# Source extract
━━━━━━

At 508, upon connection to a second portable device, energy
transfer device 100 determines various identifiers and/or energy
parameters of the second portable device, such as those mentioned
above.
[0044] In some embodiments, energy transfer device 100 accepts user
inputs of various energy transfer parameters, such as (1)
authorization to transfer or to receive energy; (2) selection of
the host device and the recipient device; (3) desired amount of
energy to be received by recipient device; (4) desired state of
charge of recipient device; (5) maximum time available for
transfer; (6) desired amount of energy to be transferred by host
device; (7) maximum state of charge of recipient device; (8)
minimum state of charge of host device; and/or (9) desired state of
charge of host device. In various embodiments, such inputs are
received directly via energy transfer device 100 and/or via an
application running on a portable device connected to energy
transfer device 100. In some embodiments, energy transfer device
100 receives various energy transfer parameters directly from one
or both of the portable devices connected to it. In some
embodiments the energy transfer parameters are sent by a portable
device in response to a query sent to it from energy transfer
device 100. In other embodiments, the portable device(s)
proactively send the energy transfer parameters, e.g., once they
detect their connection to energy transfer device 100, once they
determine their intent to donate or receive energy, etc.
[0045] At 510, energy transfer device 100 transfers energy between
the first and second portable devices. Upon initiating energy
transfer, energy transfer device 100 analyzes the energy parameters
of the first portable device that were determined at 504 with those
of the second portable device that were determined at 508. Energy
transfer device 100 then analyzes any energy transfer parameters
and determines the particular parameters that will control the
actual transfer of energy between the first and second portable
devices such that the energy transfer is within the specified
capabilities of each of the first and second portable devices.
[0046] In some embodiments, energy transfer device 100 requires a
user input to initiate energy transfer. In other embodiments,
energy transfer device 100 automatically defines the device that
has the most energy as the host device, which operates as an
effective energy transfer request to transfer energy from the host
device to the recipient device.

━━━━━━

# To-do list
**a)** In the energy transfer excerpt, which portable device does energy transfer device 100 automatically define as the host device in some embodiments?
**b)** Please pick up the energy transfer excerpt at the point where it stops and continue it.

# Data lines
━━━━━━

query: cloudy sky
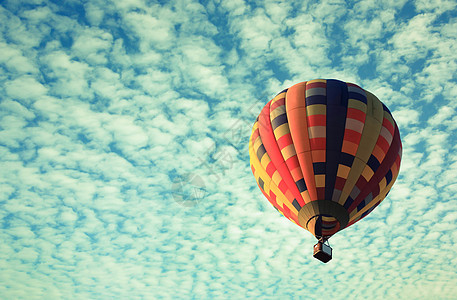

━━━━━━

# The replies
**a)** The device that has the most energy.

**b)**
[0047] During the energy transfer process, energy transfer device
100 monitors the energy transferred from the host device to the
recipient device to ensure that the proper amount of energy is
transferred in the proper manner. If necessary, energy transfer
device 100 (e.g., via energy transfer module 312) receives energy
having a first energy parameter (e.g., voltage, current, energy
transfer rate, power format, etc.) from the first portable device,
converts the energy from the first energy parameter to the second
energy parameter, and transmits the converted energy having the
second energy parameter to the second portable device. Energy
transfer device 100 stops transferring energy when energy transfer
is complete. For example, energy transfer may be complete when an
energy transfer completion indicator is activated. The energy
transfer completion indicator may be activated, for example, when
the requested amount of energy is transferred from the host device
to the recipient device, when the recipient device reaches a
maximum state of charge, when the host device reaches a
predetermined minimum state of charge, when a time limit is
reached, when the host device no longer has energy to transfer,
and/or if one of the host or recipient devices is disconnected,
among other events.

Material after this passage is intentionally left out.